The fall from grace, or what Stallman calls "pollution," began in 1981, when a company called Symbolics hired away most of the AI lab members. They stopped turning out freeware and produced instead trade secrets, hoarded and hidden.
A mile and a half west of Stallman's beloved lab, another Harvard student named Bill Gates and his friend Paul Allen had used Harvard's computers to write an operating system for the Altair 8800 six years earlier. This creaky machine had a row of red lights as a display and 256 bytes of memory, built around the new Intel 8080 processor and assembled by electronics buffs.
Someone snared a copy of Gates' program, made copies and gave it to fellow hobbyists, who made and handed out their own copies. In the prevailing atmosphere this wasn't thought of as stealing—but Gates saw it differently and said so in "An Open Letter to Hobbyists," which ran in several of the computer hobby journals of the day. "Most of you steal your software," Gates wrote. "One thing you do is prevent good software from being written. Who can afford to do professional work for nothing?"
Gates eventually prevailed in the realm of personal computers. Stallman, however, didn't give up without a battle. He retaliated by sabotaging his former colleagues' sophisticated commercial programs for powerful computers, singlehandedly hacking up his own versions and giving them away. "They accused me of costing them millions of dollars," he says. "I hope it's true."
■ ■ ■ ■ ■
» Task details: Write the next part of the passage about Stallman and Gates, picking up after its final sentence. The entries that follow were taken from a separate source.

Collection entries
■ ■ ■ ■ ■
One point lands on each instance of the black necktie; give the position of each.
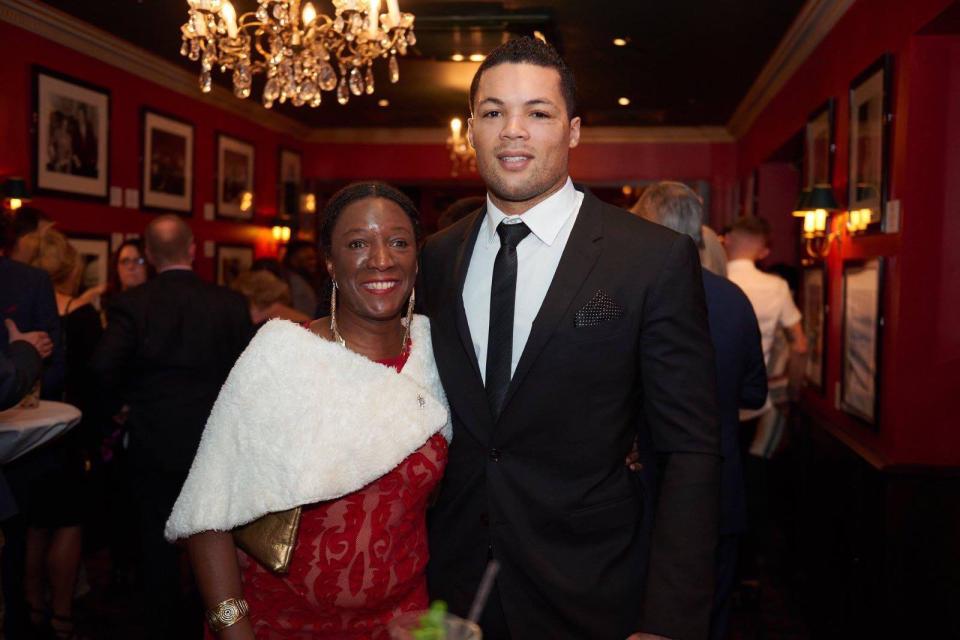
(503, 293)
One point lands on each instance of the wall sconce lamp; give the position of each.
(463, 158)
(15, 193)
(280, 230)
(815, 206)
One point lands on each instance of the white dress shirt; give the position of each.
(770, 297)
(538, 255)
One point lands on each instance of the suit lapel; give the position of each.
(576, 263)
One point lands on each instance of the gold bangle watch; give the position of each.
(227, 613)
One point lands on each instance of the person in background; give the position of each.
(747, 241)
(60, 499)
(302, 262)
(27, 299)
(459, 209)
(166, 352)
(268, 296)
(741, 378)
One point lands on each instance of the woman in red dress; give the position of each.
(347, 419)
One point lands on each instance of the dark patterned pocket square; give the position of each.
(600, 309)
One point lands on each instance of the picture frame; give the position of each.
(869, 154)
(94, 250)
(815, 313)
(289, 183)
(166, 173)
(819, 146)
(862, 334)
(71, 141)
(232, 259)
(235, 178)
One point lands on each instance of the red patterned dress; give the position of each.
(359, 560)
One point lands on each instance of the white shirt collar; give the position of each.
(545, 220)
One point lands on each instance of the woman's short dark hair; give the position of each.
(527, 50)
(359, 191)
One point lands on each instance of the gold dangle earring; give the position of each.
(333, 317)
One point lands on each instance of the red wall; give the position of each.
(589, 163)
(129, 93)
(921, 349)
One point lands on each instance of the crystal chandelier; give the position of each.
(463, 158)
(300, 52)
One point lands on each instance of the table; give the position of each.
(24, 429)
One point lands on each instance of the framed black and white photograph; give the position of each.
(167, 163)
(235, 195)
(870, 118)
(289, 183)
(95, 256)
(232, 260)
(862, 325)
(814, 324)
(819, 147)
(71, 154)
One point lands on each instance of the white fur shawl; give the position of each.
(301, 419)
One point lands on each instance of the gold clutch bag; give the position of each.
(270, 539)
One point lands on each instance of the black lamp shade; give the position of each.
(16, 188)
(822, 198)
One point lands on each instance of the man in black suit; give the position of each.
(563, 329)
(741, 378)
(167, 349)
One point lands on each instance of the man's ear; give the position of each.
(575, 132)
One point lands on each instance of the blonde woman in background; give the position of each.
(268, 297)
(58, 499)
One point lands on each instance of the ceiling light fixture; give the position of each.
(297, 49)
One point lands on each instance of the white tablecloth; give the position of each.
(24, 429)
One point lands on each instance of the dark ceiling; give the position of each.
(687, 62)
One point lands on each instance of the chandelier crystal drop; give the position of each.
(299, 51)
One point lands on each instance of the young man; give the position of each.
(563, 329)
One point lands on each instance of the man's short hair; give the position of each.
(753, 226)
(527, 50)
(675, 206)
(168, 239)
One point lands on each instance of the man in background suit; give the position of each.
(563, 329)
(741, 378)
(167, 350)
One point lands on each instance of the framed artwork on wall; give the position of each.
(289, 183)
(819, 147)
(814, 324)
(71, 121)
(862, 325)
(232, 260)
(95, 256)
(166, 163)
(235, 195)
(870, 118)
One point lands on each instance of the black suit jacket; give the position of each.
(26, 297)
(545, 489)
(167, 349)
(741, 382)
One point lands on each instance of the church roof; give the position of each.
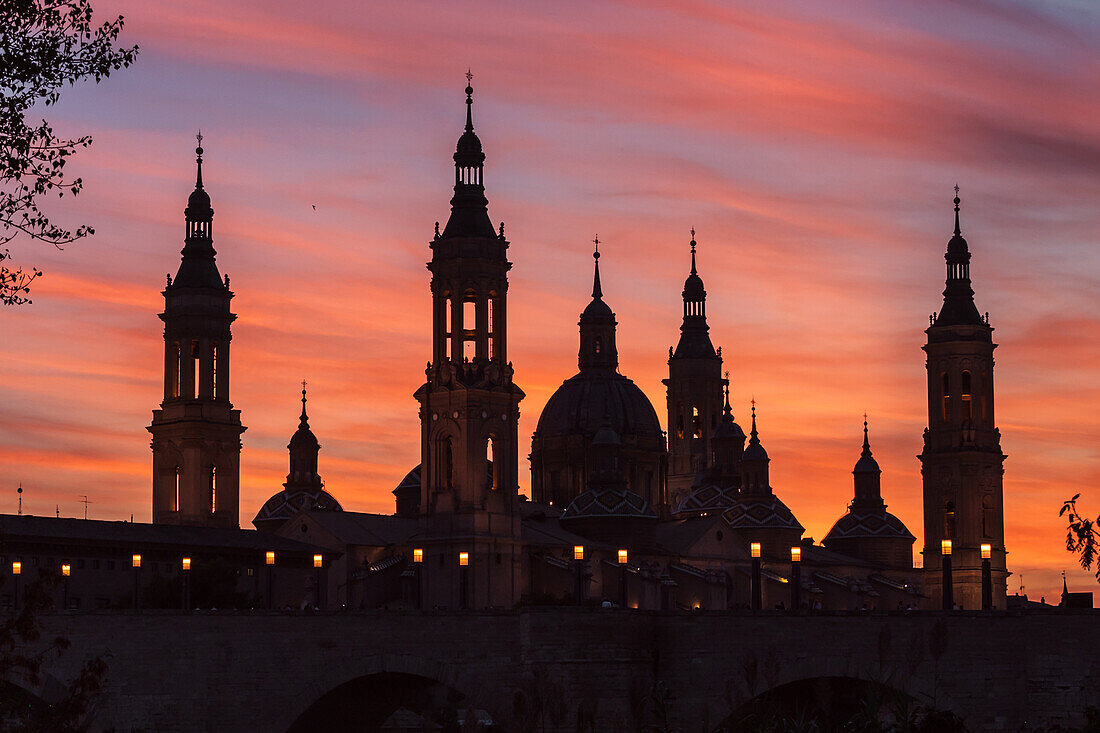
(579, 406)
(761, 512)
■ ■ ■ ■ ■
» Solved problem:
In 1984 Stallman started work on GNU, his liberated version of the widely used UNIX operating system. Several pieces of GNU software are vital to the operation of Linux. The year after he started GNU Stallman founded the Free Software Foundation to promote free software projects.
Let's face it: Communitarian ideas like Stallman's are unlikely to sweep the capitalist world. Nevertheless, the rise of the Internet could be nudging the software industry at least partly in this direction. In fact, two of the most fundamental pieces of the Internet are open-source software. BIND is the software that allows us to type site names like www.yahoo.com instead of the machine numbers (204.71.177.97) our browsers really need. BIND is freeware developed originally at Berkeley in the early 1980s. Sendmail, which routes about 80% of the E-mail that courses over the Internet, is also open-source software, initially written by Eric Allman in 1981 and now maintained by sendmail.org, an on-line programmer community that numbers in the thousands.
But even idealists have to eat, don't they? Yes, replies Stallman, but they don't have to drive Ferraris. "If you want people to take out the garbage, you have to pay them," says Stallman, who literally lived in his office, sleeping in a bed a few feet from his collection of computers, until MIT made him take a room off campus. "You don't have to do that to get people to program. The excitement of advancing the technology is what drives hackers."
Agreeing, Linus Torvalds points out that programmers are able to make a handsome living in our society without royalties and the receipts from IPOs. "If you're good, it's easy to get paid," he says. "Good programmers are rare enough that people pay them well. A big part of personal satisfaction is having your work recognized by your peers. That's fundamental in any human psyche."
Eric Raymond, editor of The New Hacker's Dictionary (MIT Press, third edition, 1996), is a Linux programmer whose essay "The Cathedral and the Bazaar" spurred Netscape to liberate its source code. Somewhat romantically, Raymond compares hacker culture to the culture of the Native American tribes of the Pacific Northwest described by anthropologist Marvin Harris in Cows, Pigs, Wars and Witches (Random House, 1974).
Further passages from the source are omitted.